Start of Passage to read

It all started with an asthma attack.

Israel Stinson was an adorable toddler with a sweet smile and unruly hair. But on April 1, he began having trouble breathing. After he was taken to a northern California hospital, the unthinkable happened: Israel suffered a heart attack. After 40 minutes of CPR, doctors were able to restart his heart. But nearly an hour without oxygen had left him brain dead, they determined.

That’s when the battle began.

Stinson’s parents did not believe the doctors. Nathaniel Stinson and Jonee Fonseca went to court to demand that Israel be kept on life support in the hope he recovered.

“Israel’s medical chart … said he was deceased. But Israel is ALIVE!” Fonseca wrote. “God is telling me not to let go.”

When courts ruled against them, the parents flew their son to Central America in a desperate attempt to find him treatment.


The four-month saga came to an abrupt end Thursday, however, when a judge issued a surprise ruling against the parents. The 2-year-old was taken off a ventilator and quickly stopped breathing.

This time there was no disagreement.

“He’s gone,” his mother tearfully told the Sacramento Bee Thursday afternoon.

End of Passage to read
Start of Extracted information

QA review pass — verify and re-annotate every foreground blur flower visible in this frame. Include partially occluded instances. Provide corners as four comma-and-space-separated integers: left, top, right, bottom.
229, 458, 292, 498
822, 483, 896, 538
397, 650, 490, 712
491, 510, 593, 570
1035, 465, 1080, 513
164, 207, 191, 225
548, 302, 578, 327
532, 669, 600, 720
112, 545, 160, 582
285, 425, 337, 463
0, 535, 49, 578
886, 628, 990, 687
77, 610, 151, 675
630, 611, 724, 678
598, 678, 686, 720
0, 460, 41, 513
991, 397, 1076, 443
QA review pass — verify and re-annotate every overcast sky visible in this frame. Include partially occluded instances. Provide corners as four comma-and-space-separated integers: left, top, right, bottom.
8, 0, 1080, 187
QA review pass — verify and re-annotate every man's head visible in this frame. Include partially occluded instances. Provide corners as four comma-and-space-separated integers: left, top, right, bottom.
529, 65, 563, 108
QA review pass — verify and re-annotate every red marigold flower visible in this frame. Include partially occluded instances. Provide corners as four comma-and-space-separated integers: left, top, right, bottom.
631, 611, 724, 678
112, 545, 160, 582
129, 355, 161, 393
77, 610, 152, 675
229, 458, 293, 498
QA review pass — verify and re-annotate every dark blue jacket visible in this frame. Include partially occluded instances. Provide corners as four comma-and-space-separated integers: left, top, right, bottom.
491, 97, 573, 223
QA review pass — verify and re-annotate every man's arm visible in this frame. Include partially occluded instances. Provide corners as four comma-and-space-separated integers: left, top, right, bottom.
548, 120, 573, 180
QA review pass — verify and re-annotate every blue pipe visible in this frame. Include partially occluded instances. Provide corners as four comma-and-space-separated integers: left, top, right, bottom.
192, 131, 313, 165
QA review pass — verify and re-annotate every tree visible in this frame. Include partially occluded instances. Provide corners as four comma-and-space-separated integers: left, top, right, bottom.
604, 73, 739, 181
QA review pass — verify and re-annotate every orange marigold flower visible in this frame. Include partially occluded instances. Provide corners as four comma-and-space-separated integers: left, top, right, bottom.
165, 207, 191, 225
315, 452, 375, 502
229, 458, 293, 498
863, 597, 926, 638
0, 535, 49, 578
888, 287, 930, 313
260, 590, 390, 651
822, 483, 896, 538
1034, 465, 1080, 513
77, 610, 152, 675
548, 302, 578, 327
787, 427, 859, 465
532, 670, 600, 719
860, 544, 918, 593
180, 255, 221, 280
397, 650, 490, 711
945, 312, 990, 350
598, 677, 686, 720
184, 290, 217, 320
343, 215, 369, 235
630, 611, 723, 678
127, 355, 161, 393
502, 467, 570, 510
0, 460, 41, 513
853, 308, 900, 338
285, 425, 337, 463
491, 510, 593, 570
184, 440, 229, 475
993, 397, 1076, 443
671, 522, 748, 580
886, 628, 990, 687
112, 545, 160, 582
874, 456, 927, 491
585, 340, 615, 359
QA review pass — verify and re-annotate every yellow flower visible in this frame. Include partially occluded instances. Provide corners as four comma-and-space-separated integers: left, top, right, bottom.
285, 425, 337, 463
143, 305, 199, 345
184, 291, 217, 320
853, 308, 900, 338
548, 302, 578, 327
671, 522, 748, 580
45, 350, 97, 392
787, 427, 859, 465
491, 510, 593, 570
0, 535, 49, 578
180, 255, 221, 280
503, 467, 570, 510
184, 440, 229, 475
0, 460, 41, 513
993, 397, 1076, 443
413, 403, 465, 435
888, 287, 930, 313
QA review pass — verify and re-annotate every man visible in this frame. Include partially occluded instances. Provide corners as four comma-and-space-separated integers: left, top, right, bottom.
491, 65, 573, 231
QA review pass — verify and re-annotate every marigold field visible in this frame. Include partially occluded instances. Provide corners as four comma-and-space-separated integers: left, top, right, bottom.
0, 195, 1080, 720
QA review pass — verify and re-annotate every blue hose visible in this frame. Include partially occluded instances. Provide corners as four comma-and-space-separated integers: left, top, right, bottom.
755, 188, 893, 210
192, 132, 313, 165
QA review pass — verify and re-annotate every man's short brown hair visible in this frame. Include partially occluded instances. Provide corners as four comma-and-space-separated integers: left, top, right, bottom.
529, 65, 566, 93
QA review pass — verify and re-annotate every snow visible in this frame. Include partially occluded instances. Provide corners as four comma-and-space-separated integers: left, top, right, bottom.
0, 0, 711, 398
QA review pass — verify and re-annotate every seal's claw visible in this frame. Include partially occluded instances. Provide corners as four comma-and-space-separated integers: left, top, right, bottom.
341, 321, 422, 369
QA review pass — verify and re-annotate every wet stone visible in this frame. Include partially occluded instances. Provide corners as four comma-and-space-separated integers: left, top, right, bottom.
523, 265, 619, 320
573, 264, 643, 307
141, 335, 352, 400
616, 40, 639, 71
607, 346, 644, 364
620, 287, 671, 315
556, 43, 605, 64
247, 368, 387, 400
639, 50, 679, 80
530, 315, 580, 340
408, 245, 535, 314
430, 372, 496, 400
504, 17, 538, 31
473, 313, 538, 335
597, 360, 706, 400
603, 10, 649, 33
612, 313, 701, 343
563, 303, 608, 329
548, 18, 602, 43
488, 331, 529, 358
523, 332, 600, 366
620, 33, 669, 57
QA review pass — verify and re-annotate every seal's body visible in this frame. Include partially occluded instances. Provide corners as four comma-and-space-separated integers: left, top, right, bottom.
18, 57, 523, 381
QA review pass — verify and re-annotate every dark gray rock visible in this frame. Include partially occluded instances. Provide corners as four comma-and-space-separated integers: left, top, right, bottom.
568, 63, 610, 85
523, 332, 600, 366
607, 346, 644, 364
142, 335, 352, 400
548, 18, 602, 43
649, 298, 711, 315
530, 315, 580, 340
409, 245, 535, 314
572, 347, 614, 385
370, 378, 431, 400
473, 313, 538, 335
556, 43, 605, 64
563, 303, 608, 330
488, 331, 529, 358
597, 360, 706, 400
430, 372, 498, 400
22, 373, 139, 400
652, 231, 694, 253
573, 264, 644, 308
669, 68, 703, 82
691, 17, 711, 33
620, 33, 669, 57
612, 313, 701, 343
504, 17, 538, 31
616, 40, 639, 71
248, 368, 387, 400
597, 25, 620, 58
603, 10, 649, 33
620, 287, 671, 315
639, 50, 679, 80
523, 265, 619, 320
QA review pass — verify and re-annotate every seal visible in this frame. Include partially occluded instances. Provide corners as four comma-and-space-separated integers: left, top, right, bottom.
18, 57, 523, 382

End of Extracted information

Questions on the material:
a - Please transcribe the stretch of the article about Israel Stinson from "It all started" through "dead, they determined.".
b - Using the article about Israel Stinson, answer each of the following on its own line, marking your answers (i), (ii) and (iii) to match.
(i) On what date did Israel begin having trouble breathing?
(ii) For how many minutes was CPR performed before doctors restarted his heart?
(iii) To what region did his parents fly him in search of treatment?
c - Name every person identified by name in the article about Israel Stinson.

Task results:
a -
It all started with an asthma attack.

Israel Stinson was an adorable toddler with a sweet smile and unruly hair. But on April 1, he began having trouble breathing. After he was taken to a northern California hospital, the unthinkable happened: Israel suffered a heart attack. After 40 minutes of CPR, doctors were able to restart his heart. But nearly an hour without oxygen had left him brain dead, they determined.

b -
(i) April 1
(ii) 40 minutes
(iii) Central America

c -
Israel Stinson
Nathaniel Stinson
Jonee Fonseca